L 5 KR 4330/06

Land
Baden-Württemberg
Sozialgericht
LSG Baden-Württemberg
Sachgebiet
Krankenversicherung
Abteilung
5
1. Instanz
SG Freiburg (BWB)
Aktenzeichen
S 11 KR 3599/05
Datum
2. Instanz
LSG Baden-Württemberg
Aktenzeichen
L 5 KR 4330/06
Datum
3. Instanz
Bundessozialgericht
Aktenzeichen
-
Datum
-
Kategorie
Urteil
Die Berufung der Klägerin gegen das Urteil des Sozialgerichts Freiburg vom 25.7.2006 wird zurückgewiesen.

Außergerichtliche Kosten sind auch im Berufungsverfahren nicht zu erstatten.

Tatbestand:

Die Klägerin begehrt die (Hilfsmittel-)Versorgung mit einem therapeutischen Erwachsenendreirad.

Die 1939 geborene, an chronischer Polyneuropathie leidende Klägerin beantragte mit Schreiben vom 11.5.2005 die Versorgung mit einem Erwachsenendreirad. Zur Begründung legte sie ein Attest des Allgemeinarztes M. vom 9.5.2005 vor und führte aus, ihre Erkrankung verursache erhebliche Gangunsicherheit; in der Regel könne sie 30 Minuten am Stück gehen. Dann lasse die Konzentration nach und es komme zur Ermüdung der Füße. Dem weiteren Fortschreiten der Krankheitsfolgen wolle sie durch Training der Beinmuskulatur begegnen. Das sei mit einem Dreirad auf ideale Weise möglich. Damit könnte sie auch wesentlich weitere Wegstrecken zurücklegen. Der Arzt M. teilte im vorgelegten Attest die Diagnosen Steh- und Gangunsicherheit bei sensomotorischer Polyneuropathie, gestörte Tiefensensibilität, Osteochondrose, Präarthrose beider Hüftgelenke mit und führte aus, die Klägerin leide unter früher Ermüdbarkeit (Gehzeit zu Fuß maximal 30 Minuten). Ein Dreirad wäre aus medizinischen Gründen empfehlenswert. Ein normales Dreirad sei wegen Sturzgefahr nicht anzuraten. Außerdem käme der Trainingseffekt den Hüft- und LWS-Beschwerden entgegen.

■ FRAGEN ZUM MATERIAL ■
[1] Ändere den Abschnitt des Urteils, der mit den Worten „Außergerichtliche Kosten sind“ beginnt und mit „einem therapeutischen Erwachsenendreirad.“ endet, indem du darin „Klägerin“ durch „Versicherte“ ersetzt.
[2] Erkläre anhand des Urteils, weshalb die Klägerin die Versorgung mit einem Dreirad beantragt.
Die Zeilen stammen aus einer anderen Quelle als das Urteil.

■ GEZEIGTES MATERIAL ■
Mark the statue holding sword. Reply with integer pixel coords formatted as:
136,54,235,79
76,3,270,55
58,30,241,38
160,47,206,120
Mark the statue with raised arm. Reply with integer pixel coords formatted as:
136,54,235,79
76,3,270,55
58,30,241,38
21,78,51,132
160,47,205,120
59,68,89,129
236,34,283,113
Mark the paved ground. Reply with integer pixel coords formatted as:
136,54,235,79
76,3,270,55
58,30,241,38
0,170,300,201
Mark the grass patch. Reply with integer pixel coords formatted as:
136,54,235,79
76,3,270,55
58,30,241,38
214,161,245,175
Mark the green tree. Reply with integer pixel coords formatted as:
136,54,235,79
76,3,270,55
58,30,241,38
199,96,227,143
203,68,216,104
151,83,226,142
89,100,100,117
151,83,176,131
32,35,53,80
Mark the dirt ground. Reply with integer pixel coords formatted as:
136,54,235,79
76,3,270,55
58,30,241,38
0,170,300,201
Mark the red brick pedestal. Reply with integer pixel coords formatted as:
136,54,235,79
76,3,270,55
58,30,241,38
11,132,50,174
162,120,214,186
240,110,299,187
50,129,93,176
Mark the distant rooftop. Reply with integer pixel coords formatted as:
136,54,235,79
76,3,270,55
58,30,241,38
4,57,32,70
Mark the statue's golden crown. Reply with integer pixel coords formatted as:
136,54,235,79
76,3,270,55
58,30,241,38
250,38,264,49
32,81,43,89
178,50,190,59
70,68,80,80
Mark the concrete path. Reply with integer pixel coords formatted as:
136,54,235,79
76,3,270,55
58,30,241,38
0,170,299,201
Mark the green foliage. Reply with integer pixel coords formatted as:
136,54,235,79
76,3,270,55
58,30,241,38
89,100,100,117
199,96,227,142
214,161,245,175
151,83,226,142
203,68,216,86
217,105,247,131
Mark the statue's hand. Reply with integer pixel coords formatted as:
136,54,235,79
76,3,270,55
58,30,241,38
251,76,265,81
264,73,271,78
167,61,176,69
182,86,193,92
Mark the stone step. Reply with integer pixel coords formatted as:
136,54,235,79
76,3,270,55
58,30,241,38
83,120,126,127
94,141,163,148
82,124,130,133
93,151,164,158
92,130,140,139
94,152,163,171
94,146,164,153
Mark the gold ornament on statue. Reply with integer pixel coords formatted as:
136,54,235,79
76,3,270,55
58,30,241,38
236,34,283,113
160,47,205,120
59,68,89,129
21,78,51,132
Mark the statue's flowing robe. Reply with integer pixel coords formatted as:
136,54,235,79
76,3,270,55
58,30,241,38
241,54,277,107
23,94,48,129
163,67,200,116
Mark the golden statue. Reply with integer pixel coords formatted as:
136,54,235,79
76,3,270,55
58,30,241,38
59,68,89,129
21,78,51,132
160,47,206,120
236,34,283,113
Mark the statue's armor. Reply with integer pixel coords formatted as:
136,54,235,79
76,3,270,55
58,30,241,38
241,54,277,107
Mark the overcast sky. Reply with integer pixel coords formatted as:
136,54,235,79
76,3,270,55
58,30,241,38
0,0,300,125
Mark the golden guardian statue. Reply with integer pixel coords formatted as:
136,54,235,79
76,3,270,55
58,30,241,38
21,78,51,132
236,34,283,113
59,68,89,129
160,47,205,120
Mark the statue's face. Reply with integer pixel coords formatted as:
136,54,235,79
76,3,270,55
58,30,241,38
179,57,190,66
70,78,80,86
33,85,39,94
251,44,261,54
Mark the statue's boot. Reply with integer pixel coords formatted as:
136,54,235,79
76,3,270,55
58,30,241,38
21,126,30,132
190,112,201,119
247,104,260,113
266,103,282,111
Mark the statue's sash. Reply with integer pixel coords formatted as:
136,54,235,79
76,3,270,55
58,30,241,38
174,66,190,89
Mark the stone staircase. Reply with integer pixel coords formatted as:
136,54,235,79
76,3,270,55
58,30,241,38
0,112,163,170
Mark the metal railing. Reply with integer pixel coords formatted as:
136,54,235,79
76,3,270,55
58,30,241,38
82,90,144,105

■ GELÖSTE AUFGABEN ■
[1]
Außergerichtliche Kosten sind auch im Berufungsverfahren nicht zu erstatten.

Tatbestand:

Die Versicherte begehrt die (Hilfsmittel-)Versorgung mit einem therapeutischen Erwachsenendreirad.

[2] Die Klägerin will dem weiteren Fortschreiten der Krankheitsfolgen durch Training der Beinmuskulatur begegnen, was mit einem Dreirad auf ideale Weise möglich sei. Außerdem könnte sie damit wesentlich weitere Wegstrecken zurücklegen.